Task. Begin with the line that has "young tree in the photo above.". Give it and every line after it again, exactly, through the end of the entries below.
------------------------------------------------------------------------
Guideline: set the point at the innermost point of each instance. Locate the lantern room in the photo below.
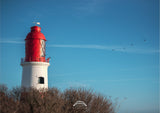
(35, 45)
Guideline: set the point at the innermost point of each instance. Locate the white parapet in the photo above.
(35, 75)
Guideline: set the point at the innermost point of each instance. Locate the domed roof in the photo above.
(35, 33)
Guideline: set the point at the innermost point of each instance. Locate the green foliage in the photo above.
(22, 100)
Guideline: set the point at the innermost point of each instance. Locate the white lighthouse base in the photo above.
(35, 75)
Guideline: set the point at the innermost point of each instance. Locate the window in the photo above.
(41, 80)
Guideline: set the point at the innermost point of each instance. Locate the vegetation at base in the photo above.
(22, 100)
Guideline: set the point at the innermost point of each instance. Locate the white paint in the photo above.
(31, 73)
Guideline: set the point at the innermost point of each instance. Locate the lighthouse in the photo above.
(35, 65)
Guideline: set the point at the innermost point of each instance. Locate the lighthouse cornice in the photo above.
(35, 63)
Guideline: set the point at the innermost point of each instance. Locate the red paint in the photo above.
(35, 45)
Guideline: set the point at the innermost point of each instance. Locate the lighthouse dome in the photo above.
(35, 33)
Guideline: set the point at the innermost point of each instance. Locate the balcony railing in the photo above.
(30, 59)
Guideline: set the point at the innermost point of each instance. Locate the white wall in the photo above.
(31, 72)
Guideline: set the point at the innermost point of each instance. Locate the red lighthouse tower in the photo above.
(35, 65)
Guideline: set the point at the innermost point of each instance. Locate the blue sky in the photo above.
(111, 46)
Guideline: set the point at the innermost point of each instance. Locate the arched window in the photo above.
(41, 80)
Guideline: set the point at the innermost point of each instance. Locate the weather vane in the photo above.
(36, 23)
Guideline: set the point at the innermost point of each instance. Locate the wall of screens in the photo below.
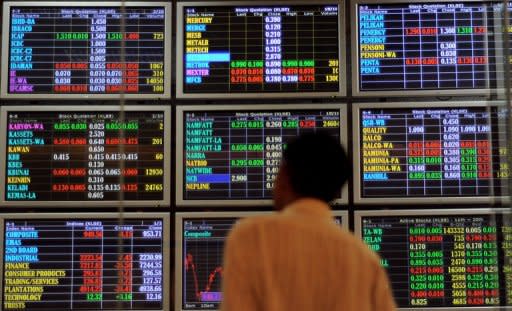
(426, 48)
(275, 49)
(55, 158)
(73, 262)
(230, 155)
(447, 258)
(428, 153)
(200, 241)
(74, 50)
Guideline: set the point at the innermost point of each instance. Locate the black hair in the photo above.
(317, 165)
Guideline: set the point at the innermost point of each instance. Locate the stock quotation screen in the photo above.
(258, 49)
(203, 247)
(77, 50)
(231, 155)
(438, 261)
(80, 264)
(75, 156)
(424, 46)
(431, 152)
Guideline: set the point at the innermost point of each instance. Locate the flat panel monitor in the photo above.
(444, 259)
(74, 50)
(85, 261)
(405, 48)
(506, 248)
(230, 155)
(275, 49)
(85, 156)
(200, 241)
(437, 153)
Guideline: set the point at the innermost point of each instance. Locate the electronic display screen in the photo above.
(93, 264)
(424, 46)
(202, 257)
(247, 48)
(431, 152)
(506, 247)
(235, 155)
(438, 260)
(77, 155)
(62, 49)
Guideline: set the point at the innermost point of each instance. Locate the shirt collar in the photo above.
(308, 207)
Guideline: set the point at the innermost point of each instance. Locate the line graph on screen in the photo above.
(203, 247)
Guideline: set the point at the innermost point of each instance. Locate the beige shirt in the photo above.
(299, 260)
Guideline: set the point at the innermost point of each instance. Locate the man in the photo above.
(299, 259)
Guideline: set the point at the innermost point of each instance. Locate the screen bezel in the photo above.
(181, 110)
(493, 212)
(4, 74)
(399, 93)
(358, 199)
(166, 304)
(166, 200)
(178, 262)
(180, 93)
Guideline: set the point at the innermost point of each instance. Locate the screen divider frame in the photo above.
(168, 27)
(342, 74)
(166, 199)
(357, 184)
(166, 234)
(180, 145)
(356, 92)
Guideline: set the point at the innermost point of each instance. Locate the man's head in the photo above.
(313, 165)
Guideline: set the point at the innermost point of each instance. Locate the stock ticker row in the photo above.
(436, 260)
(437, 153)
(78, 50)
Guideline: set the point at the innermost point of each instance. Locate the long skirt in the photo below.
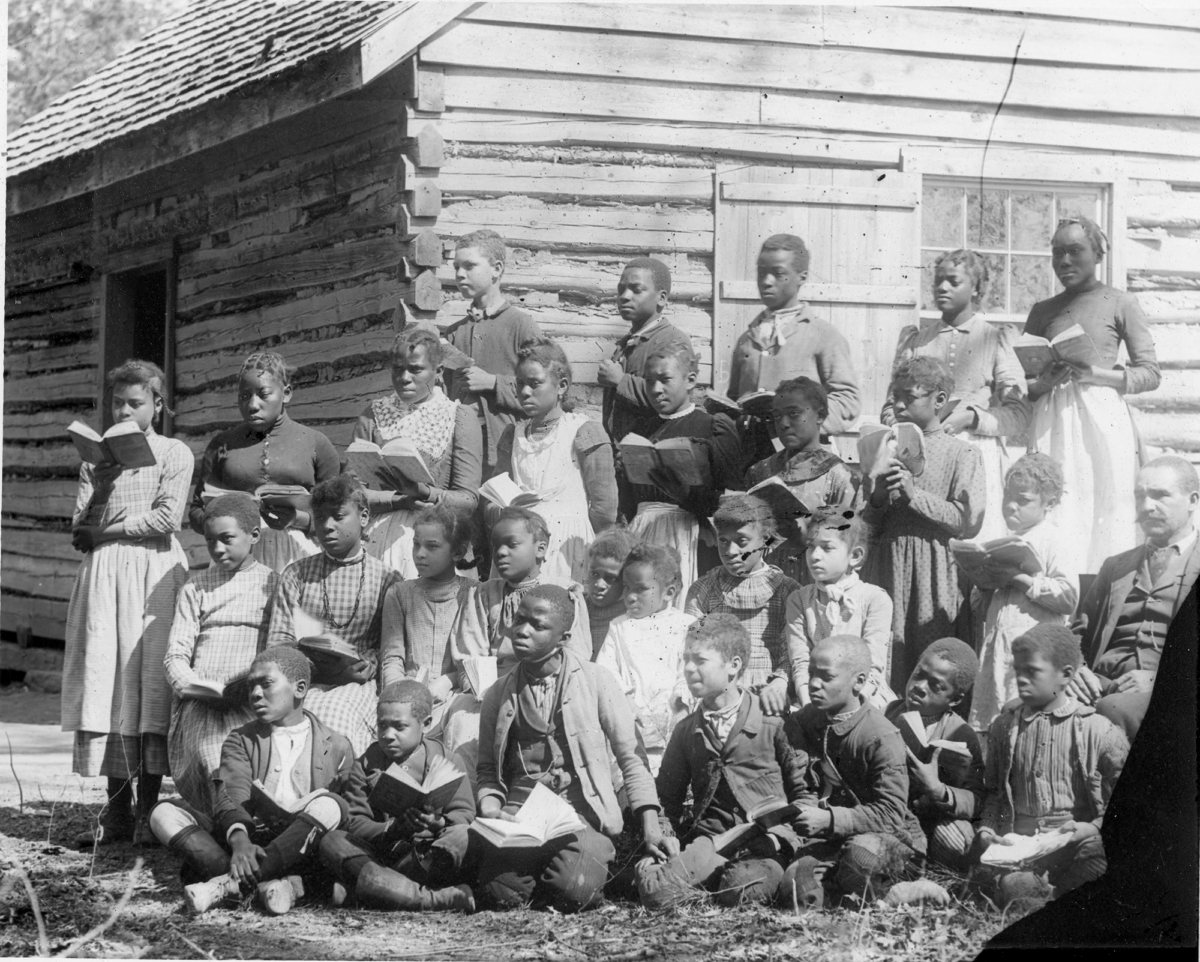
(1090, 432)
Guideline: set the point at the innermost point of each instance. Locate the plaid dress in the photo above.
(115, 697)
(329, 591)
(759, 601)
(220, 625)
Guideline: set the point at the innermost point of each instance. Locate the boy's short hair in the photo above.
(487, 242)
(291, 661)
(534, 523)
(928, 373)
(809, 391)
(849, 524)
(723, 633)
(1038, 472)
(615, 542)
(558, 599)
(663, 560)
(789, 242)
(239, 506)
(408, 692)
(659, 270)
(853, 651)
(1056, 643)
(736, 510)
(331, 494)
(961, 656)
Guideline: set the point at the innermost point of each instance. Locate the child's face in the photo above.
(400, 731)
(538, 631)
(1023, 507)
(953, 288)
(261, 400)
(645, 594)
(1038, 681)
(433, 555)
(414, 378)
(273, 695)
(604, 581)
(779, 281)
(669, 384)
(516, 553)
(136, 403)
(797, 422)
(228, 545)
(918, 406)
(930, 687)
(828, 555)
(741, 548)
(340, 530)
(474, 274)
(707, 673)
(834, 685)
(539, 391)
(637, 296)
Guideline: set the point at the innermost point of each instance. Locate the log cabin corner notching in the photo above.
(211, 193)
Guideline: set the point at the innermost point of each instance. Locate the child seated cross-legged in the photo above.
(339, 591)
(946, 791)
(220, 626)
(839, 602)
(751, 590)
(263, 834)
(732, 758)
(558, 721)
(407, 861)
(643, 648)
(1051, 767)
(861, 836)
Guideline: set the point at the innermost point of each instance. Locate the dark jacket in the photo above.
(756, 763)
(246, 757)
(867, 752)
(367, 823)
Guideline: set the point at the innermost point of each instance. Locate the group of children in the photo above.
(651, 639)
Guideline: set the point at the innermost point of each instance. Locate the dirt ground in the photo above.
(77, 890)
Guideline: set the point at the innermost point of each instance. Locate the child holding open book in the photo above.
(445, 434)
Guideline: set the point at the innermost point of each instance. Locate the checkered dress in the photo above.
(120, 613)
(759, 601)
(351, 708)
(220, 625)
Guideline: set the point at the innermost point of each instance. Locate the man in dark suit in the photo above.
(1129, 607)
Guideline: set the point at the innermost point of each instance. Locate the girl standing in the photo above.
(562, 457)
(1080, 418)
(267, 448)
(445, 433)
(115, 696)
(989, 385)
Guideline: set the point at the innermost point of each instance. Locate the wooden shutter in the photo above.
(863, 229)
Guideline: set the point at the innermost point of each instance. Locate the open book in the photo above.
(379, 466)
(123, 444)
(543, 817)
(503, 492)
(396, 791)
(991, 565)
(1072, 347)
(681, 457)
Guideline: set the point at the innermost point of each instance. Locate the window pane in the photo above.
(987, 224)
(1030, 282)
(1031, 221)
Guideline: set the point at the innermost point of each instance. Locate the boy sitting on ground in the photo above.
(265, 835)
(733, 758)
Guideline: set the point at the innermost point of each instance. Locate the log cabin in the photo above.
(292, 176)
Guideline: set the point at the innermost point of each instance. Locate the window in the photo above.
(1011, 224)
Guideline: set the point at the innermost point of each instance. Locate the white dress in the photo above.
(546, 466)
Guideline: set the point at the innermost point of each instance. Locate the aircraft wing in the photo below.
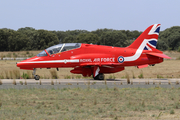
(161, 55)
(100, 64)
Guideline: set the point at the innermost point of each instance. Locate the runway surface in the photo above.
(88, 83)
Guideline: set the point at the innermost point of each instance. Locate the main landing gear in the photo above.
(100, 76)
(36, 77)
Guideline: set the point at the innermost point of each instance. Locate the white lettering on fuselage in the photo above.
(98, 60)
(85, 60)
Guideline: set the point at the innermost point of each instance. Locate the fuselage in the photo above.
(89, 54)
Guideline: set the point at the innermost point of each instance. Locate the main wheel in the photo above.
(100, 76)
(36, 77)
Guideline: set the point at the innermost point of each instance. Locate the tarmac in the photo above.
(88, 83)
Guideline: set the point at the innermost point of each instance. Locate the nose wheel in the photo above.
(100, 76)
(36, 77)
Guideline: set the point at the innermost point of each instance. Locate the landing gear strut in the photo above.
(100, 76)
(36, 77)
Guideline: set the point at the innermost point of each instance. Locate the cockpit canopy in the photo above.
(59, 48)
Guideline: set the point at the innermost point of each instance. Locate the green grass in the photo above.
(77, 103)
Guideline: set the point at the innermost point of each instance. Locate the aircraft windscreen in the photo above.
(54, 49)
(43, 53)
(62, 47)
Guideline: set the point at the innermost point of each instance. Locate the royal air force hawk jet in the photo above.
(97, 60)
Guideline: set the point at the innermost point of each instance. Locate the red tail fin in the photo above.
(148, 39)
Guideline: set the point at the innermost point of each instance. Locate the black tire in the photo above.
(37, 77)
(100, 76)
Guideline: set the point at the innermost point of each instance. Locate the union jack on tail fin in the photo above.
(148, 39)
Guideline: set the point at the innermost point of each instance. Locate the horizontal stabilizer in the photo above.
(161, 55)
(142, 66)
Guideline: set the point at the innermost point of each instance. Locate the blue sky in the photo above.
(62, 15)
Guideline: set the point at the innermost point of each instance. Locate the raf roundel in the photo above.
(120, 59)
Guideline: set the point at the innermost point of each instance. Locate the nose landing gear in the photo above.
(36, 77)
(100, 76)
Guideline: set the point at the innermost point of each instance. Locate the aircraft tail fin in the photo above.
(148, 39)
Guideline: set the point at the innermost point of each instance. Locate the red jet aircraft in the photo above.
(89, 59)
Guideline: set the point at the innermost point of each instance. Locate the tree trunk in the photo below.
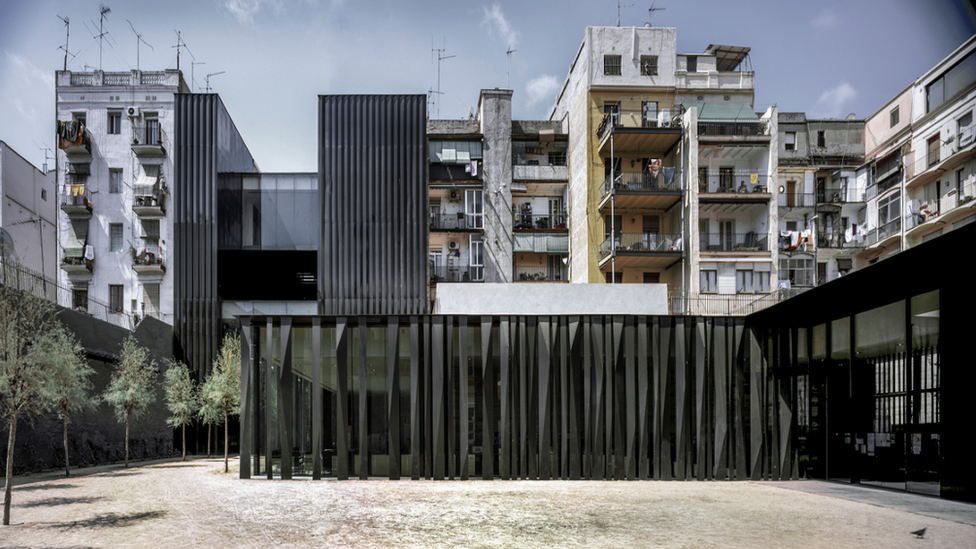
(127, 412)
(67, 472)
(225, 440)
(10, 470)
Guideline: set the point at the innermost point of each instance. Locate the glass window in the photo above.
(115, 237)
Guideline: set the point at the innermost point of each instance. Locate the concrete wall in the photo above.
(552, 299)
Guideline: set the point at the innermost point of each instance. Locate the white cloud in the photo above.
(541, 88)
(825, 20)
(495, 21)
(831, 102)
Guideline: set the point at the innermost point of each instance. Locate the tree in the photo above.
(70, 383)
(130, 390)
(27, 326)
(223, 388)
(181, 397)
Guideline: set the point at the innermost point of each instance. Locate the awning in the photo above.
(724, 112)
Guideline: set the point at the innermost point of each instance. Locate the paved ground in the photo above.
(194, 504)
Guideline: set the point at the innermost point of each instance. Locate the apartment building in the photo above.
(920, 168)
(114, 169)
(820, 198)
(670, 169)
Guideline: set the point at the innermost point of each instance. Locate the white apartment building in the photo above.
(113, 189)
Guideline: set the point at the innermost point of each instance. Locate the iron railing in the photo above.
(737, 242)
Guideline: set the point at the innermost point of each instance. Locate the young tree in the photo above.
(130, 390)
(70, 383)
(223, 388)
(181, 397)
(27, 323)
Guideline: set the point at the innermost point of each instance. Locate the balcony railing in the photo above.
------------------------------------------------------------------------
Answer box.
Guideline: set the point at the innermost point of each instance. Locate the young tree in the photo above.
(130, 390)
(70, 383)
(223, 388)
(181, 397)
(27, 323)
Guideline: set the point at the innermost point of each instance. Locate the balcony railing in the photo above.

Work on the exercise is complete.